*** Dataset content Section Begins ***
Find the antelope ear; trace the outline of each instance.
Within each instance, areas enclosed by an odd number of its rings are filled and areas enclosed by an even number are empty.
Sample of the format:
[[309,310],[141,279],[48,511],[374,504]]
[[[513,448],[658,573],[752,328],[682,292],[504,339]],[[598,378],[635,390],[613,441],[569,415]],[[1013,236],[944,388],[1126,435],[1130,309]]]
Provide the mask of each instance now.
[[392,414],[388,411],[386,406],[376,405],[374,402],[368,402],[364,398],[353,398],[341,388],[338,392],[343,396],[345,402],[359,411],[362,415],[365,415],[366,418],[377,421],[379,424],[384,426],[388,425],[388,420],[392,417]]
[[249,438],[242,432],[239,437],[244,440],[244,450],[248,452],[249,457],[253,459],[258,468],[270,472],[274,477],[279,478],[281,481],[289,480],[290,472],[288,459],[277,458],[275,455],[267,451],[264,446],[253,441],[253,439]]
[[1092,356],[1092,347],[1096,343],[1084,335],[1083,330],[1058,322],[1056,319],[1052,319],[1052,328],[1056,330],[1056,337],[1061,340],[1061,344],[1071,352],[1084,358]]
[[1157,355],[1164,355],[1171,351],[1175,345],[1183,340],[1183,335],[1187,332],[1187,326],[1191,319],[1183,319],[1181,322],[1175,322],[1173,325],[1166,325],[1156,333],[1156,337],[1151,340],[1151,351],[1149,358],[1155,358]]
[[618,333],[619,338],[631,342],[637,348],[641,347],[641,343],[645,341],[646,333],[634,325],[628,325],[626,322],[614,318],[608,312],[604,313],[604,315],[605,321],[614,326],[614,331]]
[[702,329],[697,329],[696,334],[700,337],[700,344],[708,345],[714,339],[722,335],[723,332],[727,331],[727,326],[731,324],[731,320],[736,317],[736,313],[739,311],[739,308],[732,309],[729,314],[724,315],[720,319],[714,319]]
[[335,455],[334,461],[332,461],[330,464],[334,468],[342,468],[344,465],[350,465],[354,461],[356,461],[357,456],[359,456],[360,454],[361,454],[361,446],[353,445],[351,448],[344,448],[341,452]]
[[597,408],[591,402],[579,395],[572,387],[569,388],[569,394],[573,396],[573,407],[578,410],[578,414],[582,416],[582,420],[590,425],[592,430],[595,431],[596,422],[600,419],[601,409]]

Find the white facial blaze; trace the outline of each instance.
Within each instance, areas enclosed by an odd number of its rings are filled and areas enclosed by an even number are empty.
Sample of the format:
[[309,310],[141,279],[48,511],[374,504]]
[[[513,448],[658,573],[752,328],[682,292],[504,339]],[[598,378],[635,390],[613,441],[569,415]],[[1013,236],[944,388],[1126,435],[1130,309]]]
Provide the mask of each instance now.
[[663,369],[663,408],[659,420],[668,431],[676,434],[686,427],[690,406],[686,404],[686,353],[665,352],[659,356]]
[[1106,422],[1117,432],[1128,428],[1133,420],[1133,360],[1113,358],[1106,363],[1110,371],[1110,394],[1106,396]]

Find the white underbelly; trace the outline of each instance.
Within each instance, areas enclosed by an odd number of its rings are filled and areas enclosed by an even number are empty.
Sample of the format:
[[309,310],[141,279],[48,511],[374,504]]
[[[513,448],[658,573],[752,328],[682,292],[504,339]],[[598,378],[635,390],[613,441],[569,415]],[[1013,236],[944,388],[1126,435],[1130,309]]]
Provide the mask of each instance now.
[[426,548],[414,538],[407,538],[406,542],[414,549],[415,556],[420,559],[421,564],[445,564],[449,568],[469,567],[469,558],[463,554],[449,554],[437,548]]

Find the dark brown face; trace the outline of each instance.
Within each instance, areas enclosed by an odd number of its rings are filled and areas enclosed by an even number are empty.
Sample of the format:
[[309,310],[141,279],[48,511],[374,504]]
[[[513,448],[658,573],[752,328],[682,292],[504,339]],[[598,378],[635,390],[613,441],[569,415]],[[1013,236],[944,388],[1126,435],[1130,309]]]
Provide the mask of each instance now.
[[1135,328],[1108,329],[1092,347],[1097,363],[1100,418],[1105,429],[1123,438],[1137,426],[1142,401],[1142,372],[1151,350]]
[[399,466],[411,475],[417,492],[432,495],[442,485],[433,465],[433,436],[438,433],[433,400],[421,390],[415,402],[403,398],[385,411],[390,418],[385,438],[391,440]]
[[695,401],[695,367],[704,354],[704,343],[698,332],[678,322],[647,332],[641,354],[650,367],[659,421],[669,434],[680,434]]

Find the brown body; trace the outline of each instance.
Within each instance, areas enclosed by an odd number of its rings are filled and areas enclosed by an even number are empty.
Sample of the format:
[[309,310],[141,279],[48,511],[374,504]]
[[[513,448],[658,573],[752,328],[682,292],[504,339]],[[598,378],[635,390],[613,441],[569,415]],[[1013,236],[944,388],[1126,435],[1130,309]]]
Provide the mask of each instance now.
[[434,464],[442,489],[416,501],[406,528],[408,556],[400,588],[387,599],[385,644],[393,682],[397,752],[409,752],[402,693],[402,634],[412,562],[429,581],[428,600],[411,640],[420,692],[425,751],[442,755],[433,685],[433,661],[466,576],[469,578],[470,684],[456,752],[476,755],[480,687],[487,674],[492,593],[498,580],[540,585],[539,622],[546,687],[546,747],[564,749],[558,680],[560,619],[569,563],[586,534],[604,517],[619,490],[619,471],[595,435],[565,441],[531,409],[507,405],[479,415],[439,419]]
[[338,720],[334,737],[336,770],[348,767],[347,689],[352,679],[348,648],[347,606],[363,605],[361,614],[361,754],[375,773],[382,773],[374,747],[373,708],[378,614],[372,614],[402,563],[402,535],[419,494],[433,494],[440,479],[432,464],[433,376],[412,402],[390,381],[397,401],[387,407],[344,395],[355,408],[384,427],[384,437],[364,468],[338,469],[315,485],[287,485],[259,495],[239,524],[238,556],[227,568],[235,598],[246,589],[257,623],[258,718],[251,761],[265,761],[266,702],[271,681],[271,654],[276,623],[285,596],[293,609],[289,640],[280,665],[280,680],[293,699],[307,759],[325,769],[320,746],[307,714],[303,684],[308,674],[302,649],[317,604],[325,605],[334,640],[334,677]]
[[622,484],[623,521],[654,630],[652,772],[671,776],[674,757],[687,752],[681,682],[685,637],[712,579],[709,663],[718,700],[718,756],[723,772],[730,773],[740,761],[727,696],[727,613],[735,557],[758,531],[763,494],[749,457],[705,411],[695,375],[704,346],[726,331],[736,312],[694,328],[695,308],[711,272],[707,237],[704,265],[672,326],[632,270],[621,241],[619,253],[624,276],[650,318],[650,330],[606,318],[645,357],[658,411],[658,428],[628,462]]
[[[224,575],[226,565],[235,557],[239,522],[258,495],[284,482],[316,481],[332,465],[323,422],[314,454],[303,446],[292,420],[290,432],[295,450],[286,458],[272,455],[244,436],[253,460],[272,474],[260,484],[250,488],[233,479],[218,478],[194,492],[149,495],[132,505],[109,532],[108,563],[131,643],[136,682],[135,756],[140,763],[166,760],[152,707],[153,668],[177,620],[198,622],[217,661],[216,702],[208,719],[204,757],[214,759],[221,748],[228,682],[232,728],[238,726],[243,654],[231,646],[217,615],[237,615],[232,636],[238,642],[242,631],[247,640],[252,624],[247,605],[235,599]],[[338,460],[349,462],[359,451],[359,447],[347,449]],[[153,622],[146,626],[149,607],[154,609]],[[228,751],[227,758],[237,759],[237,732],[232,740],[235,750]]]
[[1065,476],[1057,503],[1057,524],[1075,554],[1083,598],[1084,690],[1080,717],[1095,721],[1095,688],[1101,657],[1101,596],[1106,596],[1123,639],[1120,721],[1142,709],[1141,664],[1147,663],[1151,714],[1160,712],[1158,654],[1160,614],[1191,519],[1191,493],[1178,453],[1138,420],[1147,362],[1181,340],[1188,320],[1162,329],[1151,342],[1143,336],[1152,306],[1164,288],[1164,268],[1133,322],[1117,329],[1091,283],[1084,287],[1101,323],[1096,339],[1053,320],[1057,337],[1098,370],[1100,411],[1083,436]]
*** Dataset content Section Ends ***
What to do »
Working through the records, find each line containing the word "trace" and copy it.

Solution for this exercise »
Find the antelope ear; trace the outline of each instance.
Find the white facial blaze; trace the outline of each instance.
Find the white underbelly; trace the outline of each instance.
Find the dark brown face; trace the outline of each instance.
Find the brown body; trace the outline of each instance.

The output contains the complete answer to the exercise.